Passage given:
● ● ● ● ●

# VCL Art Contest!



## M. LeRenard (Sep 7, 2008)

I suppose this thread could go here.
We need more participation in the VCL art compo.  It's monthly, and the rules are very simple:
That month's judge comes up with a theme, and you have to draw/paint/sketch/write/whatever something that fits within the theme for that month.  Whoever wins gets to come up with the theme for the next month and judge the next month's entries, as well as receive the infinitely wonderful joy of knowing you won a contest of some kind.
The last couple compos we had only drew 1-3 entries, so you can imagine we're hurting for a little bit better turnout on these things.  All you need to do is get yourself a forum account (don't worry; even though it's VCL, there's no application process) and post your entry as a reply to that month's compo thread (always under VCL Events).  The work you post can be linked from anywhere, or put as an attachment from your computer; whatever gets the image visible to the judge, really.

● ● ● ● ●

Segmentation labeling entries:

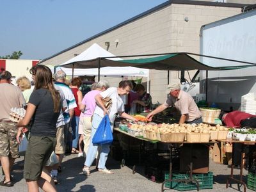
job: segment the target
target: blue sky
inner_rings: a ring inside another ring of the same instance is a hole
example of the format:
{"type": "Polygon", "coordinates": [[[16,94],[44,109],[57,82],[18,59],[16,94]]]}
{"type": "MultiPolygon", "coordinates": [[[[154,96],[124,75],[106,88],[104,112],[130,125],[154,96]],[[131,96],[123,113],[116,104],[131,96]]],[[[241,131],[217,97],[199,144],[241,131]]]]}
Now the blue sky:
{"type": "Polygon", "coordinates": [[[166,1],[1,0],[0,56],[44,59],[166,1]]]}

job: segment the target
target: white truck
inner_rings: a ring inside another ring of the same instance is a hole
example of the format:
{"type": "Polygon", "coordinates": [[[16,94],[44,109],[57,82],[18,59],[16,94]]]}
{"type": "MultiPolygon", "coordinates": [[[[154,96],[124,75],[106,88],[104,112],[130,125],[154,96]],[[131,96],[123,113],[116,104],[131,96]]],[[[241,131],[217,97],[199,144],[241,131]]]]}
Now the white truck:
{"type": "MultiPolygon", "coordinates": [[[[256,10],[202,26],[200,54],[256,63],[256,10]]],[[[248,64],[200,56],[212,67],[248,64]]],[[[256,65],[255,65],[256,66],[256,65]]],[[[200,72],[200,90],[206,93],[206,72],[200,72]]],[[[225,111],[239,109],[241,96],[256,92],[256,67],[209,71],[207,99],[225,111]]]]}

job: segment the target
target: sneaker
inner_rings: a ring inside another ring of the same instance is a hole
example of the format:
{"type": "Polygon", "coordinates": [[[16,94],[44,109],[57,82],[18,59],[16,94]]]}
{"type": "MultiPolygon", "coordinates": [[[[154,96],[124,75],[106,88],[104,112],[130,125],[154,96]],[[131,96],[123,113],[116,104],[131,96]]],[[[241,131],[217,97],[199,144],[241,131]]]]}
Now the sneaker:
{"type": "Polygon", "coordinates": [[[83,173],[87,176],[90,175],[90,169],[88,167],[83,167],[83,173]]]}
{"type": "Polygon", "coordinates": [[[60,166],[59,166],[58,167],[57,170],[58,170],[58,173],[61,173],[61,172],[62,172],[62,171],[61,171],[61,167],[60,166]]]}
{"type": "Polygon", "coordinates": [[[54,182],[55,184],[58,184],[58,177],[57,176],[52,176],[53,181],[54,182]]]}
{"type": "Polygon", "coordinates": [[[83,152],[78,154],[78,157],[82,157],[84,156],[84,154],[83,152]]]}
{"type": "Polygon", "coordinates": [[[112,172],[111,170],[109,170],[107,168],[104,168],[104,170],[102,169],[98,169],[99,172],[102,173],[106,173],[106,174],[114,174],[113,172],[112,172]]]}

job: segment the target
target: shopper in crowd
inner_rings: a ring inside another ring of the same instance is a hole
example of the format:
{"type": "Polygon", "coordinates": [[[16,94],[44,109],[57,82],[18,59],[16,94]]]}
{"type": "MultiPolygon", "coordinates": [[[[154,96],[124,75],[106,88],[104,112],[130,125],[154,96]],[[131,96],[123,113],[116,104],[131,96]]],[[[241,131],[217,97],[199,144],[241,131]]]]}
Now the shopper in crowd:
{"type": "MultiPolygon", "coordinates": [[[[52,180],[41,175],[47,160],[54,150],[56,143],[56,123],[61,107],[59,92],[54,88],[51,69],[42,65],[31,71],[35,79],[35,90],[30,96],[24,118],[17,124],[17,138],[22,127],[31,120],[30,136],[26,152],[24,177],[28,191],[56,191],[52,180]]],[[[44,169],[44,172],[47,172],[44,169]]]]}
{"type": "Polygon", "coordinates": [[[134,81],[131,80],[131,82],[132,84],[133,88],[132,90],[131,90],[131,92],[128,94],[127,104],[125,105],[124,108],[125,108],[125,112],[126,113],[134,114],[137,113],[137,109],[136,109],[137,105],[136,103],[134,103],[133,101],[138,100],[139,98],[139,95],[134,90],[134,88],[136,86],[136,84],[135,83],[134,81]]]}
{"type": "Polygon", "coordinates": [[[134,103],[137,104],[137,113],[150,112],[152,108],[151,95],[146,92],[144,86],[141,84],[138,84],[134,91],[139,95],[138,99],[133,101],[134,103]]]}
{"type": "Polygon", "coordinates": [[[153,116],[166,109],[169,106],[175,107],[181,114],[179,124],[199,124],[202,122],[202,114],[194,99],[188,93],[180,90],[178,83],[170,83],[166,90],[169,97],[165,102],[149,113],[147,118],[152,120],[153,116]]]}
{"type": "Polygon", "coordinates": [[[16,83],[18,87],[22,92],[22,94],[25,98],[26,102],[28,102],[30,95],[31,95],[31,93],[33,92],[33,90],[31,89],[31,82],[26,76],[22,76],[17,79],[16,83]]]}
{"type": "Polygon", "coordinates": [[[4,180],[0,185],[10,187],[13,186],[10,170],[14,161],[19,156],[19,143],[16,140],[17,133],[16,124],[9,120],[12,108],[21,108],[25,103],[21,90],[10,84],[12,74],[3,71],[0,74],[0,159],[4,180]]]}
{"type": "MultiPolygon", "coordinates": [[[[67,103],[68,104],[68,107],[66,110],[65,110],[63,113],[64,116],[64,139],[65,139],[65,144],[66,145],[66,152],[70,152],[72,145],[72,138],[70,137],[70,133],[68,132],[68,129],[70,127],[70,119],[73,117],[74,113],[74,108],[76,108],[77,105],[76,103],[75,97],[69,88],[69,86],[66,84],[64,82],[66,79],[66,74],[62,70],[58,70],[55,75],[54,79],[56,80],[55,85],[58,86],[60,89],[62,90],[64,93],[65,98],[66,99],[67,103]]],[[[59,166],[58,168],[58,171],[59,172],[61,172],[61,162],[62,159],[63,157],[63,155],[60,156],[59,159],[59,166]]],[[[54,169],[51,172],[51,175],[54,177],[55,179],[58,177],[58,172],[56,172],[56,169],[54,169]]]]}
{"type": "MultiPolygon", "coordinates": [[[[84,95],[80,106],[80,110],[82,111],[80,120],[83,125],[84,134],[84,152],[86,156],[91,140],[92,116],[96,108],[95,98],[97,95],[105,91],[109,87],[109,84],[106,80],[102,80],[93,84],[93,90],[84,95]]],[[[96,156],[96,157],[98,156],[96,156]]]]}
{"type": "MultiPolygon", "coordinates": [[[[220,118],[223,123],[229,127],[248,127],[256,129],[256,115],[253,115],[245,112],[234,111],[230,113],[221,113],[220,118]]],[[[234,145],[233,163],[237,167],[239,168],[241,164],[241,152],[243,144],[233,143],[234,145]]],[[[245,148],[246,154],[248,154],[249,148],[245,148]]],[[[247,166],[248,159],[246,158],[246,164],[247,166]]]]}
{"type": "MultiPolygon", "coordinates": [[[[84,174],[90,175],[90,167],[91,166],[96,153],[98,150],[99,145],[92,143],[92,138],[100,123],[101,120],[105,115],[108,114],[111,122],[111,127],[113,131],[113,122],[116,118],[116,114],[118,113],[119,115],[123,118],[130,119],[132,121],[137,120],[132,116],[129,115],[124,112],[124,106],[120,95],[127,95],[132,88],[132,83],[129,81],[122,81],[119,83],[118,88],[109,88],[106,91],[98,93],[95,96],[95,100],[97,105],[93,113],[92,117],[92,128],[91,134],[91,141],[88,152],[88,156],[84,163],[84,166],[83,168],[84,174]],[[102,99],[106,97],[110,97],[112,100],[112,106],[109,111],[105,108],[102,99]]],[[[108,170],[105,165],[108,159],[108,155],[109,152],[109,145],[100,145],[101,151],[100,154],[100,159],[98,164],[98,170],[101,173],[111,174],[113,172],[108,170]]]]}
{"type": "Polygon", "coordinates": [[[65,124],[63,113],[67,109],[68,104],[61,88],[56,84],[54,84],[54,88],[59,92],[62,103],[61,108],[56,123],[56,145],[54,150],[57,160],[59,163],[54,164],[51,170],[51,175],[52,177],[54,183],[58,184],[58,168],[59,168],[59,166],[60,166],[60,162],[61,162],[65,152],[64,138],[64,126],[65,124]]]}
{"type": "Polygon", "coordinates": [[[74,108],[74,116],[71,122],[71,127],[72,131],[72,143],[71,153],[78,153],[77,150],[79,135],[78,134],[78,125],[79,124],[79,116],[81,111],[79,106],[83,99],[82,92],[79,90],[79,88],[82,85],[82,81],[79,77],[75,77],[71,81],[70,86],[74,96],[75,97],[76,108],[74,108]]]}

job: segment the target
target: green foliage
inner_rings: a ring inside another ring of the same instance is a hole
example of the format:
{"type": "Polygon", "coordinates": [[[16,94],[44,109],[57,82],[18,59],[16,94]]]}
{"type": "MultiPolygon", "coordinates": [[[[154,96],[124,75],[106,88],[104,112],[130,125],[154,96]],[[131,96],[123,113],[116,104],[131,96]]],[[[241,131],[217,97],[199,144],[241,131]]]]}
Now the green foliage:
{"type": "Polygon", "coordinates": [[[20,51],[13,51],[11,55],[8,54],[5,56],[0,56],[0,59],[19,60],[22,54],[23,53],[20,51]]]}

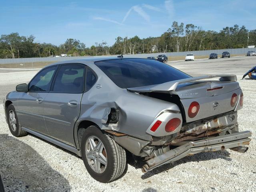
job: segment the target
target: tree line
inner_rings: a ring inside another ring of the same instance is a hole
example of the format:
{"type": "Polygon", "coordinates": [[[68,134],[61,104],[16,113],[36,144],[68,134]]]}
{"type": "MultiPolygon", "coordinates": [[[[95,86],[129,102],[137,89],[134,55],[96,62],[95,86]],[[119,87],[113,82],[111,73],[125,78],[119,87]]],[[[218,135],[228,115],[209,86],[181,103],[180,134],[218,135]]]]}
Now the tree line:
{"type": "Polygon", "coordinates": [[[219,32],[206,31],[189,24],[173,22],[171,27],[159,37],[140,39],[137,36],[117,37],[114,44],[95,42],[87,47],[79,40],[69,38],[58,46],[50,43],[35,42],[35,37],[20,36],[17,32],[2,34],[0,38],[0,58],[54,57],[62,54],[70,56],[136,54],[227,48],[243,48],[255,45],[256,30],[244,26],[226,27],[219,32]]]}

● ● ● ● ●

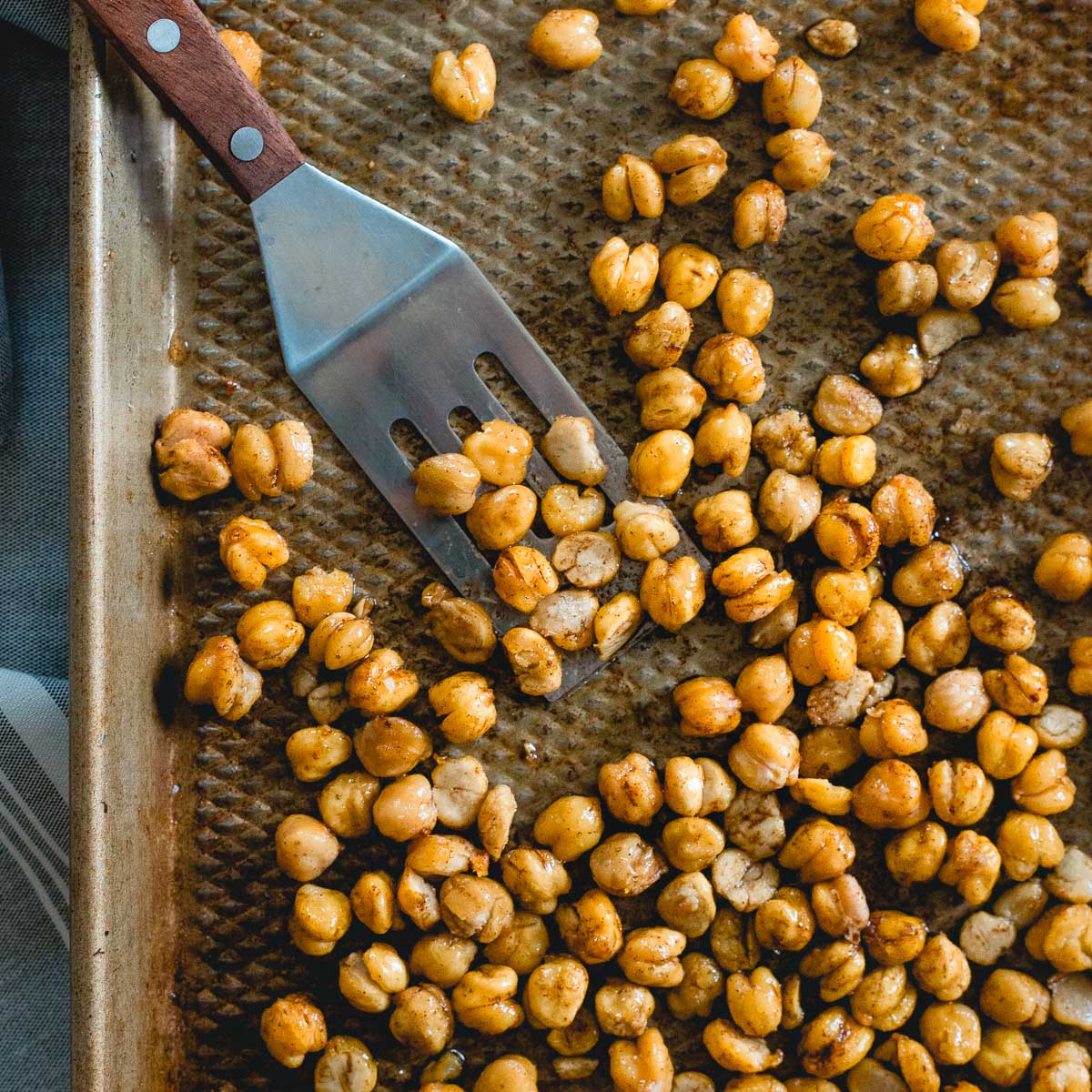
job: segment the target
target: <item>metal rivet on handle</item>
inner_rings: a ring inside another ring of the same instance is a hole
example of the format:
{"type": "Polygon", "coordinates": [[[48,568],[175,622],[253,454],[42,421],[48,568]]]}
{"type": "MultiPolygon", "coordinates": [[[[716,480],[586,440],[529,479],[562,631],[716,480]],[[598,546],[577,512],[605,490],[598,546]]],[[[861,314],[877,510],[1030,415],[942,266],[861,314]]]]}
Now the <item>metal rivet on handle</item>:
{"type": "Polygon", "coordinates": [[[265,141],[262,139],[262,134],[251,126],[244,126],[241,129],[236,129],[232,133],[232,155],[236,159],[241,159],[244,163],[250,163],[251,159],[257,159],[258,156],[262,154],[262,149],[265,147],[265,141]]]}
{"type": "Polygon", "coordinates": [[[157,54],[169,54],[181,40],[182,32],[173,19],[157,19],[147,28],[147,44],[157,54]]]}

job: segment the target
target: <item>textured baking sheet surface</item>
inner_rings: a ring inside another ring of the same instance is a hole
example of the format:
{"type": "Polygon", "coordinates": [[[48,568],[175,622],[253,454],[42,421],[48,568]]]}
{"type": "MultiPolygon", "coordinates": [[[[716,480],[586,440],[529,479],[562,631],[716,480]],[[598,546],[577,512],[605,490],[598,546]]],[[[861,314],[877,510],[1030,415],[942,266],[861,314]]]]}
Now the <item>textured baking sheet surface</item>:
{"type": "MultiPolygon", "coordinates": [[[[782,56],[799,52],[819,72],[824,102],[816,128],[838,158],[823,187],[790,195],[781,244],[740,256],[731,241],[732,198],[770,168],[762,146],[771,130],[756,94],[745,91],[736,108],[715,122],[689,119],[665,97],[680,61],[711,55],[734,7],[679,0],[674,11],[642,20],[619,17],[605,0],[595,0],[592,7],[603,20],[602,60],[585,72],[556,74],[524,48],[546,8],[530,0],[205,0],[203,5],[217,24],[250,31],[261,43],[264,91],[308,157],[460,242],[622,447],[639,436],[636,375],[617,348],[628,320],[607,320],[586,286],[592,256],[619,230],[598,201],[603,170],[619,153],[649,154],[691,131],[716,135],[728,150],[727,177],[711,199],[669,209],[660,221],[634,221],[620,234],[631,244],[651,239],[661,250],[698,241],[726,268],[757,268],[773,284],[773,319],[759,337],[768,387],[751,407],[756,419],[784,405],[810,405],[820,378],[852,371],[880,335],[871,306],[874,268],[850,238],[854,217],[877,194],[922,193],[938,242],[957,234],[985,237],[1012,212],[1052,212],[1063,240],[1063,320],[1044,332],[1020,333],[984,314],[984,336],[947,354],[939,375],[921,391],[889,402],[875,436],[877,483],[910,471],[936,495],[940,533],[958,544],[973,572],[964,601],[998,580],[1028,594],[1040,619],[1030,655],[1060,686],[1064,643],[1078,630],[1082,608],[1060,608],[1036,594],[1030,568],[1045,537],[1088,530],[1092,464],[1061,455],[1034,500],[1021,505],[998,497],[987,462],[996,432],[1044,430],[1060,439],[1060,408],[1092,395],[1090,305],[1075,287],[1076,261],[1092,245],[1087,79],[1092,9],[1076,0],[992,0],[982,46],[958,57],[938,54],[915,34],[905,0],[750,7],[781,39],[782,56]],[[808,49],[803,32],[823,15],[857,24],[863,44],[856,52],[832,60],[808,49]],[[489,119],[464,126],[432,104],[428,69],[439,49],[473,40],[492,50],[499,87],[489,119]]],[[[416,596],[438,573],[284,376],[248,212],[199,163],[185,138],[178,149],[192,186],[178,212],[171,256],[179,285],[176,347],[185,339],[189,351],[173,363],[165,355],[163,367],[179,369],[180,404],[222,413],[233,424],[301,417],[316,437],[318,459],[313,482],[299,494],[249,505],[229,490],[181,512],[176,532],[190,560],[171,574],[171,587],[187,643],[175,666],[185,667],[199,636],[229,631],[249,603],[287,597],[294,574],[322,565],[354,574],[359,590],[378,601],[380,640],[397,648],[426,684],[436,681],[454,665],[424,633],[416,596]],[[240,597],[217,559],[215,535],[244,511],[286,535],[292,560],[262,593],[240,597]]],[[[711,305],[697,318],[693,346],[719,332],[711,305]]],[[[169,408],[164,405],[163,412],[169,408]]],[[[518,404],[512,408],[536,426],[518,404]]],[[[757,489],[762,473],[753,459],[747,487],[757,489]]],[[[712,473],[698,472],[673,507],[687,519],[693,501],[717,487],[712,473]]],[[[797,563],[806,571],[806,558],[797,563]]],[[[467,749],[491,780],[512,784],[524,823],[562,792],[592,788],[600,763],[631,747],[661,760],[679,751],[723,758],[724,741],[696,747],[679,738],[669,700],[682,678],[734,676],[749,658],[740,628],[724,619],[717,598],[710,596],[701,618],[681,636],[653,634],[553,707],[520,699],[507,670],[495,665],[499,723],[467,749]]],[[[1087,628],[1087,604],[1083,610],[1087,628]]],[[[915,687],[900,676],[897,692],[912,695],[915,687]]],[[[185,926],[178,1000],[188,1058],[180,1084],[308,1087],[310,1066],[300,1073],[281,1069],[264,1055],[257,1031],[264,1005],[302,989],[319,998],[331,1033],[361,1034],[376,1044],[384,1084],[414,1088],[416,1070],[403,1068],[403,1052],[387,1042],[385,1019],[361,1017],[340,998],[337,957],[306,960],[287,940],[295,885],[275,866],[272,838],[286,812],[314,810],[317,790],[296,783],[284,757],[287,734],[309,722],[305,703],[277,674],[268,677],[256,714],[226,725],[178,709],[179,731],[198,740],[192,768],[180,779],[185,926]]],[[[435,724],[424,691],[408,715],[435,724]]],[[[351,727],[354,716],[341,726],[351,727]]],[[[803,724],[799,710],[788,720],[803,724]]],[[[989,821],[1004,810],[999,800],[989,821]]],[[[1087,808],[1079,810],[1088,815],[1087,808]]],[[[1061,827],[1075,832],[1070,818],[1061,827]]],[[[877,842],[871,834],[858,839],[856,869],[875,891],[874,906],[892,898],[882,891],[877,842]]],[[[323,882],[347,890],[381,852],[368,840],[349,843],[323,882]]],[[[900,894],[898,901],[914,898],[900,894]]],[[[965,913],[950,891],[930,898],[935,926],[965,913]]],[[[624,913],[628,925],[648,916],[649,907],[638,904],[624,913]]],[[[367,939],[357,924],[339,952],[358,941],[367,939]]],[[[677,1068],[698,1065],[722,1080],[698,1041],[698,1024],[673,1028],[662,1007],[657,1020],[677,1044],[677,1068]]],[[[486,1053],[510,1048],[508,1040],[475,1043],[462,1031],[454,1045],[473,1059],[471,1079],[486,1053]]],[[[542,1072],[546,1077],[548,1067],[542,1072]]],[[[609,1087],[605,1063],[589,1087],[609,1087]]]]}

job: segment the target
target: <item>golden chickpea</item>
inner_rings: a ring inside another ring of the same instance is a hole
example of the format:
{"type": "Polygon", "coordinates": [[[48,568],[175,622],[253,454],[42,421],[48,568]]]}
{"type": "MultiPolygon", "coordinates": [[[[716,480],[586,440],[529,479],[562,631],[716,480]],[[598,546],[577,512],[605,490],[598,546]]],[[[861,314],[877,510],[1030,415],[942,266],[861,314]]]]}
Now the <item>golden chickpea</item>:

● ● ● ● ●

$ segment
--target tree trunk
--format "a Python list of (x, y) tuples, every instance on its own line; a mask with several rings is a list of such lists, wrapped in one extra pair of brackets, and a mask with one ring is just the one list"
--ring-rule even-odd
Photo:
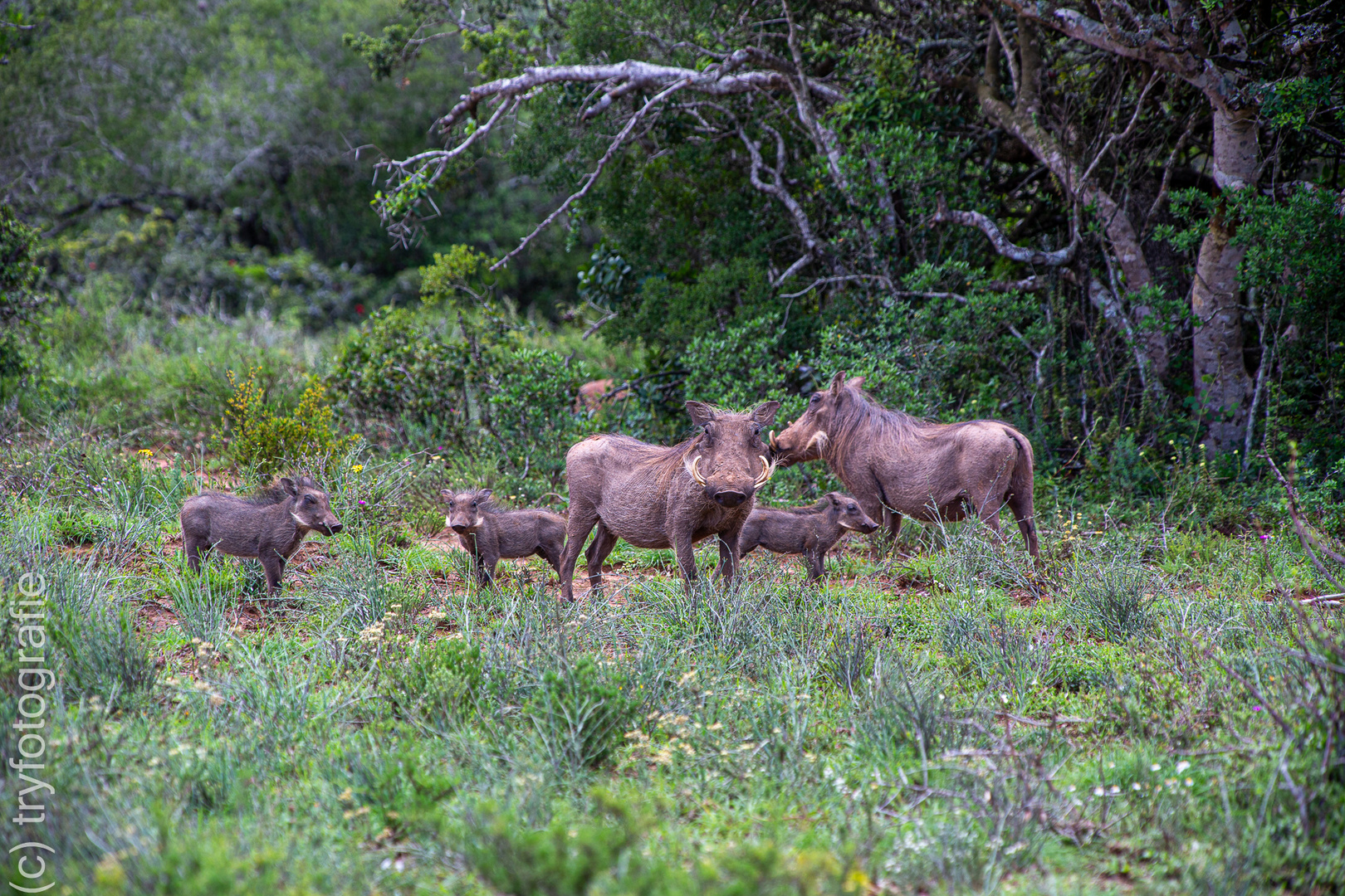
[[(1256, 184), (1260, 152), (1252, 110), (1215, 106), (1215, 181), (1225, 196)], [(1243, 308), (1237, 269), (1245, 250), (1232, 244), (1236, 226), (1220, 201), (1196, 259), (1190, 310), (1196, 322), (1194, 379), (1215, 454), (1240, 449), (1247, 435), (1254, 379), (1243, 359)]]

● ● ● ● ●

Tasks and exercises:
1 – According to the VCL art contest post, where do entrants post their work?
2 – Print the VCL art contest post between "# VCL Art Contest!" and "of some kind.", inclusive.
3 – Write the next part of the VCL art contest post, picking up after its final sentence.

Answers for the tasks:
1 – As a reply to that month's compo thread, always under VCL Events.

2 –
# VCL Art Contest!



## M. LeRenard (Sep 7, 2008)

I suppose this thread could go here.
We need more participation in the VCL art compo.  It's monthly, and the rules are very simple:
That month's judge comes up with a theme, and you have to draw/paint/sketch/write/whatever something that fits within the theme for that month.  Whoever wins gets to come up with the theme for the next month and judge the next month's entries, as well as receive the infinitely wonderful joy of knowing you won a contest of some kind.

3 –
This month's compo thread is right here, being sponsored by me.  Go ahead and enter something!  There's no excuse not to!
Also, there's a potluck that goes on less frequently.  I think this month's is over or almost over, but that's something else to look into.
So go ahead and take a look, and then participate.  Bring a little life back to VCL's forums, eh?  I'll be looking forward to your entries.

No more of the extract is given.